(Dataset rows)
※

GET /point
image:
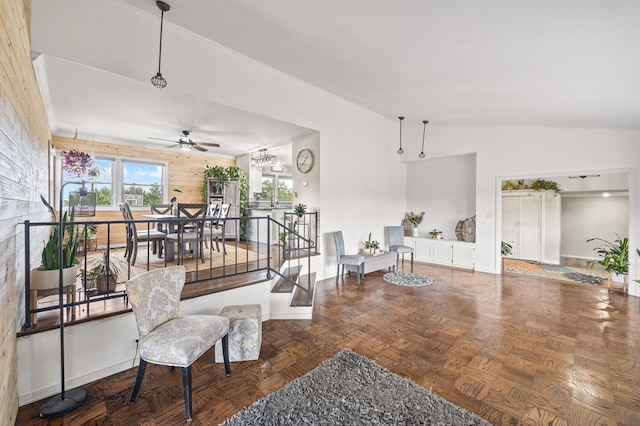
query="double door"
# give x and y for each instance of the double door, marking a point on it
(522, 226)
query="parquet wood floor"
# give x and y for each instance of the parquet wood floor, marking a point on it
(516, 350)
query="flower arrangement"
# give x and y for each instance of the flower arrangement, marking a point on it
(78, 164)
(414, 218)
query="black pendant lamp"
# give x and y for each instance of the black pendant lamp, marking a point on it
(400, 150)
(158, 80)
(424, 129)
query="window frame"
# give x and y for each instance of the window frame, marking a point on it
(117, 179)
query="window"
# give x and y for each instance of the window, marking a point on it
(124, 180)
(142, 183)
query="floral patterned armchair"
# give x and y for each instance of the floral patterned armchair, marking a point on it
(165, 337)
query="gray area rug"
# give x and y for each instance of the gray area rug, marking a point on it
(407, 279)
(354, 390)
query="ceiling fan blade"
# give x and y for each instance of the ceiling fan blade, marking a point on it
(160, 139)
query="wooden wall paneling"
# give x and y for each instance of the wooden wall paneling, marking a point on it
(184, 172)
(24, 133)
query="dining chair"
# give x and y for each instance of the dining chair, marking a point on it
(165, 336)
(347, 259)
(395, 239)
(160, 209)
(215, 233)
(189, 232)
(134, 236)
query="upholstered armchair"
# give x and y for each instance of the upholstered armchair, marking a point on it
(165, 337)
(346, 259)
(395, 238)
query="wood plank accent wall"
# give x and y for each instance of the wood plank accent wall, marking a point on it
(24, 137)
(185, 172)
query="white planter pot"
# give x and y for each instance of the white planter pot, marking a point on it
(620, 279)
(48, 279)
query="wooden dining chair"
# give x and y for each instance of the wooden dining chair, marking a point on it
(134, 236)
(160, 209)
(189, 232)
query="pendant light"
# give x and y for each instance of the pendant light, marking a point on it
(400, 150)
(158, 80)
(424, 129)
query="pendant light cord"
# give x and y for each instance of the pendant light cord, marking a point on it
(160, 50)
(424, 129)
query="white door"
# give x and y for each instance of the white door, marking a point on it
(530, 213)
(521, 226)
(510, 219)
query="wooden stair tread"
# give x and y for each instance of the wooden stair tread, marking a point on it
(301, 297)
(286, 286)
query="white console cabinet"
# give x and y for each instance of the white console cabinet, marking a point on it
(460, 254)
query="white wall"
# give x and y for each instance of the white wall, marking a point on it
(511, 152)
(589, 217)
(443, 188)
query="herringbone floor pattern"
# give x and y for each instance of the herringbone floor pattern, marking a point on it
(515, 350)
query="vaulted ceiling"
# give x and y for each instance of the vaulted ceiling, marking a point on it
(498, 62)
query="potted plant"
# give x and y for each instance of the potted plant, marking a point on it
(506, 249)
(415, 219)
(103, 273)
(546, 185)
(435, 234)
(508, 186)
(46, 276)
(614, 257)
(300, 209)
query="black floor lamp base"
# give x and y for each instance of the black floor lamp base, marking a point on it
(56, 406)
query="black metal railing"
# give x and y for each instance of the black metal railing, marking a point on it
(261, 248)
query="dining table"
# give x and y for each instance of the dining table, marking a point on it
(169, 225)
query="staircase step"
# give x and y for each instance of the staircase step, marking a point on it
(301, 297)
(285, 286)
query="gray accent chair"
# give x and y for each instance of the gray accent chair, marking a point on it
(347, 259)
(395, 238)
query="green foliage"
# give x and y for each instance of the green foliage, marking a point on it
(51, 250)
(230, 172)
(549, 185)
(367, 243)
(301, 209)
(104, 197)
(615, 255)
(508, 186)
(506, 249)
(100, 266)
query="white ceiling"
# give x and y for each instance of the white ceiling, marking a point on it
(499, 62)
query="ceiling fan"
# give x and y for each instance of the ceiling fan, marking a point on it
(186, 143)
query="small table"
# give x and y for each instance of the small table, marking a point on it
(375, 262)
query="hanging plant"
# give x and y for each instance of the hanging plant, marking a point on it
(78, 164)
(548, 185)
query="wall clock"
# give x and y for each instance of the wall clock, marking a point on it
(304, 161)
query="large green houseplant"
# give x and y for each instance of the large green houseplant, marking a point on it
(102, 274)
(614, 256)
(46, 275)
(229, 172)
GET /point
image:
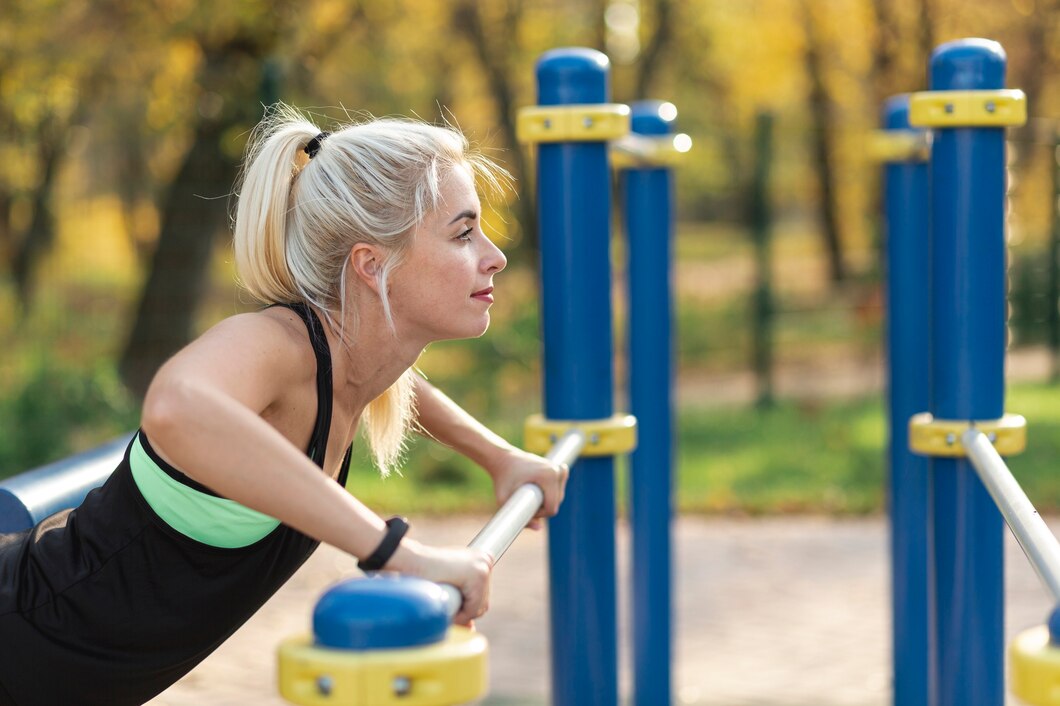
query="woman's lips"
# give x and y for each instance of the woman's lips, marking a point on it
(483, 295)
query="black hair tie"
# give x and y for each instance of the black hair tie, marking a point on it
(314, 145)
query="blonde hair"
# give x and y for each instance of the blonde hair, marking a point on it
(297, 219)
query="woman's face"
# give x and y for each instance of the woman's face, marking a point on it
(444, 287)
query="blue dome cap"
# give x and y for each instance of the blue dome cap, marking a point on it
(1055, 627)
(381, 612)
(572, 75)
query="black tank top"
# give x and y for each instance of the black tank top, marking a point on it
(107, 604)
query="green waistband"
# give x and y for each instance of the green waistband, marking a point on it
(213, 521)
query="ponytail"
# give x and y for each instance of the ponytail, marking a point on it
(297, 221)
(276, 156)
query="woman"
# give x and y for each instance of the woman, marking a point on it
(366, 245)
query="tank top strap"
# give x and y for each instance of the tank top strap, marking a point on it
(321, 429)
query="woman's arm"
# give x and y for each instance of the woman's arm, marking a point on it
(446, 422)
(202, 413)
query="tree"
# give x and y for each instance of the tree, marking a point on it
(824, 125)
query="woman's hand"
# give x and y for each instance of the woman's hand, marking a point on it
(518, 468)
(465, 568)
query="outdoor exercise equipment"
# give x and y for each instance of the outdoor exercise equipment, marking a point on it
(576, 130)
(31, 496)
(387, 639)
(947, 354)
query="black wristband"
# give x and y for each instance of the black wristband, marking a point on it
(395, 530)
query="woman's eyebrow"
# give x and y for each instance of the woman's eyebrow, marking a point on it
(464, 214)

※

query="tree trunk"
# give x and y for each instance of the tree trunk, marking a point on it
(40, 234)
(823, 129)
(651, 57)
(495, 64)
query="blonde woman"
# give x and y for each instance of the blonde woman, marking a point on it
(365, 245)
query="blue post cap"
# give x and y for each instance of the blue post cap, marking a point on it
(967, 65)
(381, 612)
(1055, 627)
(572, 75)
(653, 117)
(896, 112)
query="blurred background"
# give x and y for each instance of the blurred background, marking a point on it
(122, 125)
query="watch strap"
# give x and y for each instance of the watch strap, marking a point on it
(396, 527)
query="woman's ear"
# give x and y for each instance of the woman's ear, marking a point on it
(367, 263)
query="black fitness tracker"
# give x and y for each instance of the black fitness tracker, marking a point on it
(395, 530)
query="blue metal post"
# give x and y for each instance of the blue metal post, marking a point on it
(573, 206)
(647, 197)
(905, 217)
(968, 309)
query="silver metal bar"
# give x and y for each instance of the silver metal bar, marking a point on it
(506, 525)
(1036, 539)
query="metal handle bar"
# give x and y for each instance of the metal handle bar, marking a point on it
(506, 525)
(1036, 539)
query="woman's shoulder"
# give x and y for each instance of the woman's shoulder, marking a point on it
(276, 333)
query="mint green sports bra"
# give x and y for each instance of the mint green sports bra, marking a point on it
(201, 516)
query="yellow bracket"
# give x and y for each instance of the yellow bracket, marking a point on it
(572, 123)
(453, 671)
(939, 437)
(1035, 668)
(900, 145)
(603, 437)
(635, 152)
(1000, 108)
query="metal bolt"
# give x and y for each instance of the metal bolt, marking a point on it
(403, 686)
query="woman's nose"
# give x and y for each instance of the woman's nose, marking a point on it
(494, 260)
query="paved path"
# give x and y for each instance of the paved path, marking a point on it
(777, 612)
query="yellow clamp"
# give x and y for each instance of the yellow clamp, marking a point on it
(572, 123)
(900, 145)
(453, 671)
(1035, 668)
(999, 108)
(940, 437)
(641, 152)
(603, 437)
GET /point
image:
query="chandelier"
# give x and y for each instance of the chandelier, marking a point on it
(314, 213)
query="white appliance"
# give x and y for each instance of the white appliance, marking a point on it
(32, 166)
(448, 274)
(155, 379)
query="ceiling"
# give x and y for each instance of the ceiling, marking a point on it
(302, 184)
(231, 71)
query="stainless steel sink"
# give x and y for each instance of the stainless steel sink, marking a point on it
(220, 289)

※

Pull out every line of the rows that contains the string "tracker", matching case exactly.

The output:
query="black fitness tracker"
# give x and y for each instance of the black fitness tracker, marking a point on it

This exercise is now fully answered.